AIM: Copy the data below word for word, leaving out the pictures.

GIVEN DATA:

-- start --

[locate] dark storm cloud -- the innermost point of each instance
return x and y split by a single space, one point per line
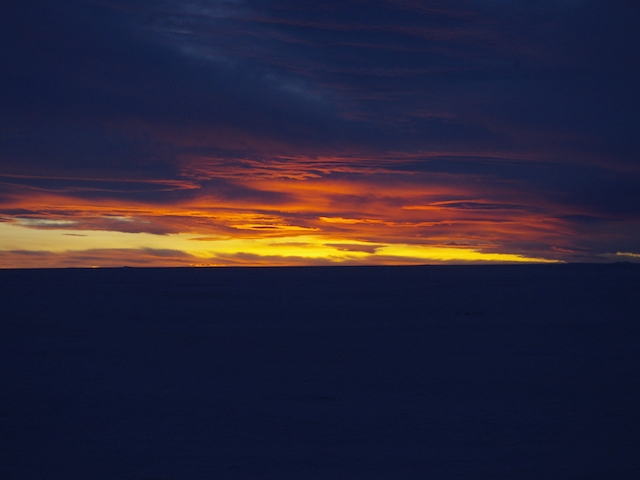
385 74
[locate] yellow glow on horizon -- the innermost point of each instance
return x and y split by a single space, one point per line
297 248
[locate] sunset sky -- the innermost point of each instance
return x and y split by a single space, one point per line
281 132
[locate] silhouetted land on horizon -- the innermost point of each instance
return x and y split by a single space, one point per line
439 372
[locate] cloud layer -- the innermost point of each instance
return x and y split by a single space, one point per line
500 128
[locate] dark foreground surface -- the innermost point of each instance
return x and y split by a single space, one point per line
478 372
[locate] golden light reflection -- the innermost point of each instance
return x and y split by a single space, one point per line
261 213
292 250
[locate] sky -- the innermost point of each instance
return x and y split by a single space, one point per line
277 132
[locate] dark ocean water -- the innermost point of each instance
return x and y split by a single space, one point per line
443 372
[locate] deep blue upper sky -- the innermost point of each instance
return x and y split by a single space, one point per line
505 105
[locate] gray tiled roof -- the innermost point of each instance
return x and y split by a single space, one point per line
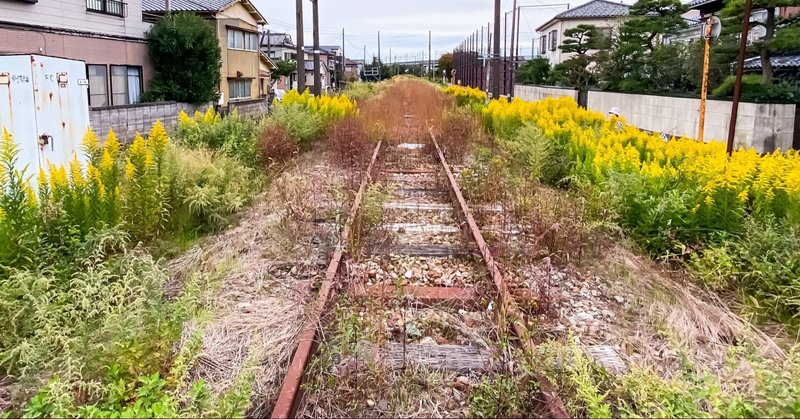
595 8
277 39
696 3
157 6
780 62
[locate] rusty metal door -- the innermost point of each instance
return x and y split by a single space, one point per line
45 107
62 108
17 109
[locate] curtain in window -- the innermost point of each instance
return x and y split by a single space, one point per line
98 85
134 84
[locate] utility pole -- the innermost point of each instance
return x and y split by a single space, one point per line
301 57
430 58
317 67
496 53
480 55
489 67
505 55
269 45
519 24
704 88
737 87
513 54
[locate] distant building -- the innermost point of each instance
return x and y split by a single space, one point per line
279 46
245 70
108 35
606 15
692 32
352 70
330 63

-- end --

SOLUTION FOR THIS TASK:
[locate] dark storm cloud -- the innermost point of each instance
return x and y split by a single space, one point per line
385 74
[locate] yellow glow on horizon -- the innermost point of each instance
return x and y split by a single space, one point per line
297 248
[locate] sunset sky -- the innermost point of each instance
return x and y split by a single space, one point per line
281 132
[locate] silhouetted land on horizon -- the innermost point of each instance
return x and y split by a single space, one point per line
439 372
[locate] cloud layer -- the innermost point of each instance
return x and y split by a single space, one point per line
500 128
[locate] dark foreground surface -- the innermost point of each instance
return x and y split by a single space, one point per line
478 372
[locate] golden light reflection -- the innermost point of each instance
return x and y split by a single space, one point per line
261 213
292 250
[locate] sky -- the innermost point of each instance
return x and y split by a single space, one point per line
277 132
[locate] dark ocean water -- the innermost point of each instance
return x and y split by a single space, one point per line
443 372
[locate] deep blue upper sky -- the innermost point of each instance
return x and y split by a single space, one point per line
505 105
[locate] gray tiled roof -- the innermost point of each instance
return x and y split by a single space, one point per line
595 8
277 39
696 3
157 6
780 62
[locate] rusty metal door -- the innermost point of each instance
return x and y split by a single space, one point per line
45 107
62 108
17 109
[locate] curtain in window -- the innermost point of each instance
return x and y split by a single space, one point per line
98 85
134 84
[locate] utility pole -- the innermost point of each instance
return x and y split by a single space, one point per line
301 57
430 58
317 67
496 53
480 55
489 67
505 55
269 45
519 24
704 88
737 87
513 54
[locate] distant building -- the innermost point of each instance
return x and y split by a single space, one point per line
279 46
245 70
108 35
606 15
692 32
352 70
330 63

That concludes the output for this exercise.